* **Exercise objective**
Could you quote, exactly as they stand, the lines running from the one with "If you could segment every instance of the blue" to the final line of the material?

— BEGIN —

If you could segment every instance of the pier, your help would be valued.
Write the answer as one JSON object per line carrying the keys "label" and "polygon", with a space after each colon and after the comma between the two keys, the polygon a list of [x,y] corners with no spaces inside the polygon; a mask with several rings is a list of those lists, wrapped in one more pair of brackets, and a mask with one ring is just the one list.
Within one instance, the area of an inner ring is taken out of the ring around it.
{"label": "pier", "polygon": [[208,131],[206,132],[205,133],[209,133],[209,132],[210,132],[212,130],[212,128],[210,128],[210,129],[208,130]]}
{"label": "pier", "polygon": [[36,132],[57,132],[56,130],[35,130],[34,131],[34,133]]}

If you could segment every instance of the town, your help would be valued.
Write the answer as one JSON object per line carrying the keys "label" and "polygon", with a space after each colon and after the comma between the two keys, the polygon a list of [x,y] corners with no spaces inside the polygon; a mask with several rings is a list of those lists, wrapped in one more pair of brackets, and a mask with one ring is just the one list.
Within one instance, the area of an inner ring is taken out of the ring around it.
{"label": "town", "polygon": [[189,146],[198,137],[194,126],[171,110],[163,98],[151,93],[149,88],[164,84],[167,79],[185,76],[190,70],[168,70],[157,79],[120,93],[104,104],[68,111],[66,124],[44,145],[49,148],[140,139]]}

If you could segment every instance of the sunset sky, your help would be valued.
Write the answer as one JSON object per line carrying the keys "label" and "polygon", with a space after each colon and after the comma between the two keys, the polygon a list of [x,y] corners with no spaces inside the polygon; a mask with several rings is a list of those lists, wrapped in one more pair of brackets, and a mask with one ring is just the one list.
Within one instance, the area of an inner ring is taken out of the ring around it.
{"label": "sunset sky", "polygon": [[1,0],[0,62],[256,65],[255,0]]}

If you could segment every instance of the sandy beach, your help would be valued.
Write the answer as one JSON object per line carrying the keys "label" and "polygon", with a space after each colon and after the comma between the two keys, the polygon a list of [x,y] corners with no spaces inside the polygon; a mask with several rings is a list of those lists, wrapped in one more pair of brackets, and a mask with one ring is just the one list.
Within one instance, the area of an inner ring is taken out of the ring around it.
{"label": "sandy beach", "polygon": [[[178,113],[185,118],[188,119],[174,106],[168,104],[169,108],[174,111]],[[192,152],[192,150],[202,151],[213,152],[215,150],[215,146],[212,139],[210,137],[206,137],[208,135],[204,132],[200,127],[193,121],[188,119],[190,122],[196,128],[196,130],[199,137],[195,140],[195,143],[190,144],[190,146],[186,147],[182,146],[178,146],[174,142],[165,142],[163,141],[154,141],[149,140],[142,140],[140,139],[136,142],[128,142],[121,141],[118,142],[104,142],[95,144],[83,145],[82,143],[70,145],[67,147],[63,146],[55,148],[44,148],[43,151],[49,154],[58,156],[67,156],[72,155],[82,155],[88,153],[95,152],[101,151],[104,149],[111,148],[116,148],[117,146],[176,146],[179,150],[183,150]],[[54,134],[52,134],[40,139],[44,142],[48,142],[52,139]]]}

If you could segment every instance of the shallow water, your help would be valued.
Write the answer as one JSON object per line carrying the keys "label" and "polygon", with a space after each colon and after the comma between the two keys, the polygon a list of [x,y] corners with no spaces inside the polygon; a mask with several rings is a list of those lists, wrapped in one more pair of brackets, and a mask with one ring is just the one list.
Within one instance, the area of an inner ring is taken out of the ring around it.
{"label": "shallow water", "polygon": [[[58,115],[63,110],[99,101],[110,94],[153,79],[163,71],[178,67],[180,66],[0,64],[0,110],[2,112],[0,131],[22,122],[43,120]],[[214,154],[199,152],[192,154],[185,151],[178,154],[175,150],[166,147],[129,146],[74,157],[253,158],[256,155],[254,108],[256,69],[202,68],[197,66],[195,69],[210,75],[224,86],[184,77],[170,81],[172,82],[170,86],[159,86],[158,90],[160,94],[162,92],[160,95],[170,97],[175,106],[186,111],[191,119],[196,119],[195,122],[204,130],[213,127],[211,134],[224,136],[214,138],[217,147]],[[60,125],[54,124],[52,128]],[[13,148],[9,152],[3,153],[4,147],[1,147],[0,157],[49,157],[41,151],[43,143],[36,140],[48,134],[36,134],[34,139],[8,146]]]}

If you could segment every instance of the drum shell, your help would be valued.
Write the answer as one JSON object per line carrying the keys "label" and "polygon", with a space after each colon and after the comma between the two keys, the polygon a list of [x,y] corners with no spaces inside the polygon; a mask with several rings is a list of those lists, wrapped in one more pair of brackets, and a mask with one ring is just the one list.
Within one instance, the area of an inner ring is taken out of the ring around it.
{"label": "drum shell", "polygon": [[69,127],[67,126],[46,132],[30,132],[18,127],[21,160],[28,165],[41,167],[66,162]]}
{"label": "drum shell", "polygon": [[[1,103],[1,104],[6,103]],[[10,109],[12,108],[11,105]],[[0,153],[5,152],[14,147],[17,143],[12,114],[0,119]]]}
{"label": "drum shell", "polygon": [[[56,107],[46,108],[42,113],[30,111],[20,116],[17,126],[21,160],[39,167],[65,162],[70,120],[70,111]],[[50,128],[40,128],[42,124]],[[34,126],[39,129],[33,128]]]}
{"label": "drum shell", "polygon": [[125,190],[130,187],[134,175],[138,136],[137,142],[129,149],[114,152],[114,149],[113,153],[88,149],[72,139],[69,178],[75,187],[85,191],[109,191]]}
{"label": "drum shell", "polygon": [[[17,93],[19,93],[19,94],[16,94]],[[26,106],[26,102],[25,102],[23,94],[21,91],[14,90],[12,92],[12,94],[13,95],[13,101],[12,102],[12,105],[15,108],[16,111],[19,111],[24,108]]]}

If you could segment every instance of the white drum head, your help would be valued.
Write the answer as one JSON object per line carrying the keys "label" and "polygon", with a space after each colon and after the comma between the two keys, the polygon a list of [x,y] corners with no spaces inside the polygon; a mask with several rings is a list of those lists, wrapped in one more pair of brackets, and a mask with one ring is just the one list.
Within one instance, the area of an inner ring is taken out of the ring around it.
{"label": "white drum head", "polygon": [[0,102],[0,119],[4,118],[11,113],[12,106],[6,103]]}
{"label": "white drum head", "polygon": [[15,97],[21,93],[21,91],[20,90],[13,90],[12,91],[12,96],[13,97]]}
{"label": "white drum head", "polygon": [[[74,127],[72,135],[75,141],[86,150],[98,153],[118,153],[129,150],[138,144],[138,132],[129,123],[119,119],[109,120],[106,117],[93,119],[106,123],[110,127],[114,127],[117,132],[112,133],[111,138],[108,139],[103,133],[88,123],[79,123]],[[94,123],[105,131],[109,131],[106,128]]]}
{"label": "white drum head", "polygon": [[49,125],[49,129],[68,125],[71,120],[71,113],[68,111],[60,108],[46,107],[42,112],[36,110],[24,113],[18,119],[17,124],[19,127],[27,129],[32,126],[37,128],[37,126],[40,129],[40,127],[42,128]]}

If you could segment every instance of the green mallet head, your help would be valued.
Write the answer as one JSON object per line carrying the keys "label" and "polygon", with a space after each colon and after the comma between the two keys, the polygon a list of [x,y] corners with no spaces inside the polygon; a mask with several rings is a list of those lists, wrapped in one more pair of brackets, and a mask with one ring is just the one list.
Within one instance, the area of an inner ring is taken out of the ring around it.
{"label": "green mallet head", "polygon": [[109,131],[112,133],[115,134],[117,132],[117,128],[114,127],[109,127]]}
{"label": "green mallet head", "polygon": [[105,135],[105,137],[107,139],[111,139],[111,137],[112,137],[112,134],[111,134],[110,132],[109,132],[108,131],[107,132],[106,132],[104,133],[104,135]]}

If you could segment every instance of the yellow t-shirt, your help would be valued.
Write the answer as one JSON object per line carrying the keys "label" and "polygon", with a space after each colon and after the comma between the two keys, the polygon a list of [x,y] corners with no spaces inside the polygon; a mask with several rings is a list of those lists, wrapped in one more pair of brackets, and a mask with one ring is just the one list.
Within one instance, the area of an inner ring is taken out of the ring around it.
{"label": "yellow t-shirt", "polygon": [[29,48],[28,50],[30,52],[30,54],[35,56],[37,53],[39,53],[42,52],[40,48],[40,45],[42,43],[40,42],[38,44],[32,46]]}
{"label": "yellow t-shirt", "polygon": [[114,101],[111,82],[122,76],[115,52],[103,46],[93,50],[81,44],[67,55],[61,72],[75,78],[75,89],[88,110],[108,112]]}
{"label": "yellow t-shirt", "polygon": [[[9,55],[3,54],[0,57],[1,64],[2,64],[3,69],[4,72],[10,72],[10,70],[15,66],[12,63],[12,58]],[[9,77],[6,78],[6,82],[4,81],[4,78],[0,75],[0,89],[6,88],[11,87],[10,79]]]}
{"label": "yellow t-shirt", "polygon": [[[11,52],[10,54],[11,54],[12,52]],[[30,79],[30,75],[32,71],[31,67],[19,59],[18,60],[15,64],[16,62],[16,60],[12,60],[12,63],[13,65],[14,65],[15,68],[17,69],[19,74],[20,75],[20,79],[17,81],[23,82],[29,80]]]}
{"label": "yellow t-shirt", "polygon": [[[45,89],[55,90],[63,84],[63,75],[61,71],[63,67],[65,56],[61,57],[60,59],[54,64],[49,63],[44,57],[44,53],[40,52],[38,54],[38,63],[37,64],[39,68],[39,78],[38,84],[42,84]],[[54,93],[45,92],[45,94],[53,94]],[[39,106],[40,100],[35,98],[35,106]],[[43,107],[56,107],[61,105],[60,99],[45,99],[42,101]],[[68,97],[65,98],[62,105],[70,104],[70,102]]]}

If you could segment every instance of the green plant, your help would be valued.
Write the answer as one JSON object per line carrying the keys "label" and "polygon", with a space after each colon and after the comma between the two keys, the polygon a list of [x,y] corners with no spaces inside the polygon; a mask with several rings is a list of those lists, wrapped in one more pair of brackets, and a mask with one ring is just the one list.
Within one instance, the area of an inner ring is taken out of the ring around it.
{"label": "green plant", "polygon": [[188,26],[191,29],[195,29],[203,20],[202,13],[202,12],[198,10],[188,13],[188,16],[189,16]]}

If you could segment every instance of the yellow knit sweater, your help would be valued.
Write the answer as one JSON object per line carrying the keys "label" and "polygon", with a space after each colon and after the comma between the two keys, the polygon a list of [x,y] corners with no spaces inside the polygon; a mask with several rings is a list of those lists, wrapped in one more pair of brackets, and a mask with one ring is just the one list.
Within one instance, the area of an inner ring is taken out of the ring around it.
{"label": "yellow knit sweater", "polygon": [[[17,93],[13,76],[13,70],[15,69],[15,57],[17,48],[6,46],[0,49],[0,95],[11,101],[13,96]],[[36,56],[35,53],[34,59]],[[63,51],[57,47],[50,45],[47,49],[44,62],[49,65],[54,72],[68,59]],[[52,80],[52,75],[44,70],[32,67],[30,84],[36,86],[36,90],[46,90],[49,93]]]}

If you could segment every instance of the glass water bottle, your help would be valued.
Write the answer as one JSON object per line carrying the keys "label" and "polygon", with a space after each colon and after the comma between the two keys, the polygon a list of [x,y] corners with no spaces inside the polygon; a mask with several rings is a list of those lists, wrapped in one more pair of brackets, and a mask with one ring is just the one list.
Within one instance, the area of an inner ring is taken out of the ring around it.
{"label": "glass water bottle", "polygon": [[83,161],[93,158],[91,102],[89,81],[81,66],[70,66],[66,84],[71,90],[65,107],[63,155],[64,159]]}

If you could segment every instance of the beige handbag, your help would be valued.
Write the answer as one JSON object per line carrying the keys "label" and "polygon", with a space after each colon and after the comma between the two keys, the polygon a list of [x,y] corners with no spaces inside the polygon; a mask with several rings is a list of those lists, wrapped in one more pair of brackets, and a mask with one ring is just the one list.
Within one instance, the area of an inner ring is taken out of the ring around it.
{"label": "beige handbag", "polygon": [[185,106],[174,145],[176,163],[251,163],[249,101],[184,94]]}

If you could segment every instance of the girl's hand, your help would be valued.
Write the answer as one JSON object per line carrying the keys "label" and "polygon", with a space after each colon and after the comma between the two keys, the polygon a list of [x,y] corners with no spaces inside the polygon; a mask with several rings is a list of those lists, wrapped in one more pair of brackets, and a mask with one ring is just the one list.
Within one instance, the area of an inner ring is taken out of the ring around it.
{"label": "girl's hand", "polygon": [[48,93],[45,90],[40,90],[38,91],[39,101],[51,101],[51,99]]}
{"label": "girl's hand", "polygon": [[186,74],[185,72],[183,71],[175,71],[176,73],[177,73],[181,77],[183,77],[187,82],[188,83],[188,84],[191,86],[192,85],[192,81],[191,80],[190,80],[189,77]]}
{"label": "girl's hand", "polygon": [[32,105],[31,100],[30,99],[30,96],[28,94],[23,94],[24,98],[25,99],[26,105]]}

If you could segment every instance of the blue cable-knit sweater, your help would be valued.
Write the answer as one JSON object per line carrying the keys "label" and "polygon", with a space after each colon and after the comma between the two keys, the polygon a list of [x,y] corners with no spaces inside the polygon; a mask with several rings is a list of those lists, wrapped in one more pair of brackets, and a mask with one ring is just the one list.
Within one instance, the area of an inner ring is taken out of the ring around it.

— END —

* **Result of this exercise**
If you could segment every instance of the blue cable-knit sweater, your help would be valued.
Write the answer as one JSON object per line carrying the keys "label" and "polygon", with a space after each colon and after the comma between the two keys, the polygon a list of [x,y] corners with no spaces inside the polygon; a mask with several rings is a list of those lists, wrapped in one more pair of brackets, and a mask with one ring is just the one list.
Within one instance, the area of an inner ring is taken out of the ring around it.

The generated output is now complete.